On n’a peut-être pas assez
remarqué que le problème de la liberté sensuelle sous toutes ses formes est en
grande partie un problème de liberté d’expression. Il semble bien que, de
génération en génération, les tendances et les actes varient peu ; ce qui
change au contraire est autour d’eux l’étendue de la zone de silence ou
l’épaisseur des couches de mensonge. Cela n’est pas vrai que des aventures interdites :
c’est à l’intérieur du mariage lui-même, dans les rapports sensuels entre
époux, que la superstition verbale s’est le plus tyranniquement imposée.
L’écrivain qui cherche à traiter avec honnêteté de l’aventure d’Alexis,
éliminant de son langage les formules supposées bienséantes, mais en réalité à
demi effarouchées ou à demi grivoises qui sont celles de la littérature facile,
n’a guère le choix qu’entre deux ou trois procédés d’expression plus ou moins
défectueux et parfois inacceptables. Les termes du vocabulaire scientifique, de
formation récente, destinés à se démoder avec les théories qui les étayent,
détériorés par une vulgarisation à outrance qui leur enlève bientôt leurs
vertus d’exactitude, ne valent que pour les ouvrages spécialisés, pour lesquels
ils sont faits ; ces mots-étiquettes vont à l’encontre du but de la
littérature, qui est l’individualité dans l’expression. L’obscénité, méthode
littéraire qui eut de tout temps ses adeptes, est une technique de choc
défendable s’il s’agit de forcer un public prude ou blasé à regarder en face ce
qu’il ne veut pas voir, ou ce que par excès d’habitude il ne voit plus. Son
emploi peut aussi légitimement correspondre à une espèce d’entreprise de
nettoyage des mots, d’effort pour rendre à des vocables indifférents en
eux-mêmes, mais salis et déshonorés par l’usage, une sorte de propre et
tranquille innocence. Mais cette solution brutale reste une solution
extérieure : l’hypocrite lecteur tend à accepter le mot incongru comme une
forme de pittoresque, presque d’exotisme, à peu près comme le voyageur de
passage dans une ville étrangère s’autorise à en visiter les bas-fonds.

Enregistrements fournis:
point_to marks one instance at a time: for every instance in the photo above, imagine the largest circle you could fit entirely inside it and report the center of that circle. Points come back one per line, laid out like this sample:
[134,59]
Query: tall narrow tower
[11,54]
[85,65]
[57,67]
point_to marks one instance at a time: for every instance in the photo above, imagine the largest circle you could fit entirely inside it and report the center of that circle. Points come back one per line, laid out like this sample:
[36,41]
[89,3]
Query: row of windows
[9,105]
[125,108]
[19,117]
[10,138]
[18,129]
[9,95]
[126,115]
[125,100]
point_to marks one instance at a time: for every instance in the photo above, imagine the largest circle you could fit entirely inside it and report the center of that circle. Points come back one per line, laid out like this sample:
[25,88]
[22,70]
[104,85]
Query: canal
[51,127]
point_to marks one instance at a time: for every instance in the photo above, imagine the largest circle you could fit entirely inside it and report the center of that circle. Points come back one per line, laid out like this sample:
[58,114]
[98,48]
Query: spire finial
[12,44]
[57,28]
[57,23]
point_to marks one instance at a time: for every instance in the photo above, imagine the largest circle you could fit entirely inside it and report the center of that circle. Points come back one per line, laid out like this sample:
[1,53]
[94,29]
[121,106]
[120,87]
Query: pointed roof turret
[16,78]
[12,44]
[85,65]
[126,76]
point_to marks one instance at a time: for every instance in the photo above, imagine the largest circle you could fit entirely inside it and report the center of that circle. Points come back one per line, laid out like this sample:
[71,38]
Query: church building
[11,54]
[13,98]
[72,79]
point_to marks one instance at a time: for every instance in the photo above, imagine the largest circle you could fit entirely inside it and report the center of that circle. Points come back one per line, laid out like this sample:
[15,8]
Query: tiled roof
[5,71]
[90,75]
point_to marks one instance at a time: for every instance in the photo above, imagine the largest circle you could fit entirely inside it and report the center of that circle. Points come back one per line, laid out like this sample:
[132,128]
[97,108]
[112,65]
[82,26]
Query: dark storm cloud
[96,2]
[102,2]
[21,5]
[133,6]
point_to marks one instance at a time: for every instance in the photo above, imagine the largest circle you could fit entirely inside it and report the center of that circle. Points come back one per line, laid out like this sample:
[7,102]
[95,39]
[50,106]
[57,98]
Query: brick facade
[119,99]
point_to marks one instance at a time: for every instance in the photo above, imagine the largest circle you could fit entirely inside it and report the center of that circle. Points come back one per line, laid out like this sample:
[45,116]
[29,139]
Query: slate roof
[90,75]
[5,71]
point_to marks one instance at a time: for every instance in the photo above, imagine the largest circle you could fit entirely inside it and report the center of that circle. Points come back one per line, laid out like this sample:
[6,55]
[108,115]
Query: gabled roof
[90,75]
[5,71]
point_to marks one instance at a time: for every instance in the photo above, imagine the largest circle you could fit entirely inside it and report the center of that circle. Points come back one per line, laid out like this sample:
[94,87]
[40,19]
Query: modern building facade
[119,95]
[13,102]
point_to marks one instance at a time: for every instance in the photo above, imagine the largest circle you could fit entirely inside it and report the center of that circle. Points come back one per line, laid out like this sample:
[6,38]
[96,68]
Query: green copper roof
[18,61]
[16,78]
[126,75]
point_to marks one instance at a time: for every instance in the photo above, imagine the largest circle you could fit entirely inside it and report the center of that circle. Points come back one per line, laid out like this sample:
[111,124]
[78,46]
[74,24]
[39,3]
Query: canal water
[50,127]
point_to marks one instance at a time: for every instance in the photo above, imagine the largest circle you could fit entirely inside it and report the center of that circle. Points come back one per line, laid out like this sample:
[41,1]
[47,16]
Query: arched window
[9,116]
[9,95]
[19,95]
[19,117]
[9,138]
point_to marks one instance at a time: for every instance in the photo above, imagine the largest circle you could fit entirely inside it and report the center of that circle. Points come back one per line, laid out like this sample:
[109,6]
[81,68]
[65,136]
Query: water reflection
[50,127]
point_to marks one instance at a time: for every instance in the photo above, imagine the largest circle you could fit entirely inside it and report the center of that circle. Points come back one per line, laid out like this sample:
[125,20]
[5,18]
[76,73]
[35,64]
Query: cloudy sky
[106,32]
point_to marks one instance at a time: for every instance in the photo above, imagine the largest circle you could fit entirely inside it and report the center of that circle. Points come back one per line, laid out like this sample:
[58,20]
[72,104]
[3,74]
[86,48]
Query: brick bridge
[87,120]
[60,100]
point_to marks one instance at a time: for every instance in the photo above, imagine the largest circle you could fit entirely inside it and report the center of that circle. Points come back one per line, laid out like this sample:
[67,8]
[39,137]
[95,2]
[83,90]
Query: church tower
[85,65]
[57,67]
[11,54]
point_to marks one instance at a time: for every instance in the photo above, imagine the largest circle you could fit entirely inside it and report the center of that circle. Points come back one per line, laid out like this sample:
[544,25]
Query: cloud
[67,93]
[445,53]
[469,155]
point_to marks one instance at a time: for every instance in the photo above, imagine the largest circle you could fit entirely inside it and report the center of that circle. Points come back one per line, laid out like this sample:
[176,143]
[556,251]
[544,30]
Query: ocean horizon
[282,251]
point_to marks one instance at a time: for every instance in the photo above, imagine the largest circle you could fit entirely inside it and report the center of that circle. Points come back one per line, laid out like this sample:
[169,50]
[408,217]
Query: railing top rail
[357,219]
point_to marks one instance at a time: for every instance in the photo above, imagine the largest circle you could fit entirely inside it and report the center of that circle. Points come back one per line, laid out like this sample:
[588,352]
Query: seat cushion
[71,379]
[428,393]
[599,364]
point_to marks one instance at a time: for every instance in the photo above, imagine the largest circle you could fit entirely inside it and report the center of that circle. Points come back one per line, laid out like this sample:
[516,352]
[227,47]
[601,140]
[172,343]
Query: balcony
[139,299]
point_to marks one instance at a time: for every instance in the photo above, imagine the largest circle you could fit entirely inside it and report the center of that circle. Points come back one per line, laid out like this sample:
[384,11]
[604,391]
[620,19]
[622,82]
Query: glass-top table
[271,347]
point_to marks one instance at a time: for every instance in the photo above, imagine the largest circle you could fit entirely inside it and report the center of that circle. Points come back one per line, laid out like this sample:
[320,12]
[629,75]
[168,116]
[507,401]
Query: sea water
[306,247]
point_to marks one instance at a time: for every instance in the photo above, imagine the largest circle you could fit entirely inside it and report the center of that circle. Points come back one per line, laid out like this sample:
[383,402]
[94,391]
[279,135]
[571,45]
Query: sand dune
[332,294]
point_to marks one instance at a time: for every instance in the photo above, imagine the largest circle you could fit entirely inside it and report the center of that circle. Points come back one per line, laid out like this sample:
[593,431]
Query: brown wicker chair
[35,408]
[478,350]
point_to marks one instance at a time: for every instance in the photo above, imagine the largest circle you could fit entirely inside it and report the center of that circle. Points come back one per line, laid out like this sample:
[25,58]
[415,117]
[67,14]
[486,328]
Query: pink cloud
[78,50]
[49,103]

Consignes:
- 1) Selon l'extrait du document, pourquoi les termes du vocabulaire scientifique ne valent-ils que pour les ouvrages spécialisés ? Répondez en une à trois phrases.
- 2) D'après l'extrait du document, où la superstition verbale s'est-elle le plus tyranniquement imposée ?

Réponses:
- 1) Ces termes sont de formation récente. Ils sont destinés à se démoder avec les théories qui les étayent, et une vulgarisation à outrance leur enlève bientôt leur exactitude. De plus, ces mots-étiquettes vont à l'encontre du but de la littérature, qui est l'individualité dans l'expression.

- 2) À l'intérieur du mariage lui-même, dans les rapports sensuels entre époux.